## ASSIGNMENT
Write each entry out again verbatim, pictures excluded.

## PROVIDED DATA
* * * *

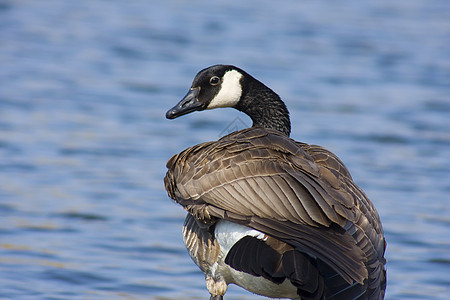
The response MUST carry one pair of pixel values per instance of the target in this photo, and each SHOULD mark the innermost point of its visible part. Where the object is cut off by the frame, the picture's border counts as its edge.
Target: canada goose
(277, 217)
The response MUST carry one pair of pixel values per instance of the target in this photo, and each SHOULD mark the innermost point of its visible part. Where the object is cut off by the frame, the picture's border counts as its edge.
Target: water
(84, 86)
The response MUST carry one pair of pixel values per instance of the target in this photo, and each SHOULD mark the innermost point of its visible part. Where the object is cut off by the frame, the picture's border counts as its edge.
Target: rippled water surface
(84, 86)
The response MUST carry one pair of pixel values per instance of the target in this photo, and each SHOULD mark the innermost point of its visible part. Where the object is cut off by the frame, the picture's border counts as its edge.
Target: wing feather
(299, 193)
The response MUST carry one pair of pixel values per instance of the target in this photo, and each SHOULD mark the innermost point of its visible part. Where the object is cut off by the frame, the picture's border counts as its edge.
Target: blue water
(84, 87)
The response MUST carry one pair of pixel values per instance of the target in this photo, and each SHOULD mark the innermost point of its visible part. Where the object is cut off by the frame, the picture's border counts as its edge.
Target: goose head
(228, 86)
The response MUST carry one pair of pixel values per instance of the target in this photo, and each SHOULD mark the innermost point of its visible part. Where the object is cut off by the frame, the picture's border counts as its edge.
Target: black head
(216, 86)
(229, 86)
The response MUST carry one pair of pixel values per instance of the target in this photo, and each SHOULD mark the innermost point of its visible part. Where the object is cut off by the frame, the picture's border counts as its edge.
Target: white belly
(227, 234)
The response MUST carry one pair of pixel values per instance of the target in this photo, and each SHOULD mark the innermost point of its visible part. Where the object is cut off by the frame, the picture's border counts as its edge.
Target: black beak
(187, 105)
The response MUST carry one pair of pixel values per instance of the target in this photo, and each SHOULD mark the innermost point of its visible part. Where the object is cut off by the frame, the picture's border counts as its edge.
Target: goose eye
(214, 80)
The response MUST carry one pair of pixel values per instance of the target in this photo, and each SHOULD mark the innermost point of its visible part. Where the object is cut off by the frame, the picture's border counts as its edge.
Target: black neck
(265, 108)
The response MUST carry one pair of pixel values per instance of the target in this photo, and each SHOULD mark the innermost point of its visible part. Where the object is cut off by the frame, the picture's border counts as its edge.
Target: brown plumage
(322, 235)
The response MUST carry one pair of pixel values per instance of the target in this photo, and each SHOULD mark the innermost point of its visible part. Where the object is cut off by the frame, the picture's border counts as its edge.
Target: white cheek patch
(230, 91)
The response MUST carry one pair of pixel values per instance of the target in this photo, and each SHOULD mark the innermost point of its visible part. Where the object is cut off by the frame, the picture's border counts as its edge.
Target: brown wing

* * * *

## SOLUTION FOR THIS TASK
The response MUST carry one pair of pixel values per instance of the target in this photo, and each SHOULD mark the innermost point of its visible part. Where the object is cut off by the frame, the picture's border counts as its edge.
Target: canada goose
(277, 217)
The response MUST carry one pair of pixel values per instance of the target in this photo, and each SHOULD mark the innermost point of its visible part. Where the object is cut off by the frame, the picture's border counts as its edge.
Target: water
(84, 86)
The response MUST carry one pair of pixel values per instance of the target in this photo, and each SHOULD mark the innermost point of its visible part. Where the object is cut off by the frame, the picture's border counts as its edge.
Target: rippled water surface
(84, 86)
The response MUST carry one pair of pixel values per instance of the target in this photo, and each SHOULD mark the innermost point of its visible part. Where the object is cut off by the frame, the picture's border counts as its edge.
Target: wing feather
(299, 193)
The response MUST carry one pair of pixel values per instance of the target in this photo, and each SHOULD mark the innermost point of its visible part. Where the object is cut off by the frame, the picture's border counts as its edge.
Target: blue water
(84, 87)
The response MUST carry one pair of pixel values per instance of the target in this photo, and each SHOULD mark the innermost point of its visible part. Where the object is cut off by the frame, the picture's border counts as its edge.
Target: goose head
(228, 86)
The response MUST carry one pair of pixel values per instance of the target in this photo, and each SHOULD mark the innermost point of its visible part. Where the object is cut off by the frame, the picture's border counts as its edge.
Target: black head
(216, 86)
(229, 86)
The response MUST carry one pair of pixel values per instance of the target in this photo, and each SHOULD mark the innermost point of its visible part. Where the object is cut off by the frame, the picture's border counts as its edge.
Target: white belly
(227, 234)
The response MUST carry one pair of pixel values per instance of the target in this photo, and each SHOULD mark the innermost point of its visible part. Where the object is cut off by the frame, the picture's border counts as its edge.
Target: black beak
(187, 105)
The response MUST carry one pair of pixel values per instance of the target in this photo, and each SHOULD mark the innermost point of its visible part. Where the object is cut off by the frame, the picture's border counts as its edge.
Target: goose eye
(214, 80)
The response MUST carry one pair of pixel values per instance of the target in this photo, and each SHOULD mark the innermost point of its visible part. Where the object is cut off by the frame, the picture's border counts as its edge.
Target: black neck
(265, 108)
The response MUST carry one pair of pixel values per instance of the target in this photo, and each SHOULD mark the innermost point of its visible part. Where the object is cut off by the frame, the picture's border counts as its edge.
Target: brown plumage
(322, 235)
The response MUST carry one pair of pixel values per instance of the target in this photo, and each SHOULD mark the innermost point of its visible part. Where the object is cut off by the frame, the picture's border counts as its edge.
Target: white cheek patch
(230, 91)
The response MUST carry one pair of pixel values per instance of the target in this photo, and each SHOULD mark the innermost point of its visible part. Where the object is cut off by the frame, the picture's border counts as its edge.
Target: brown wing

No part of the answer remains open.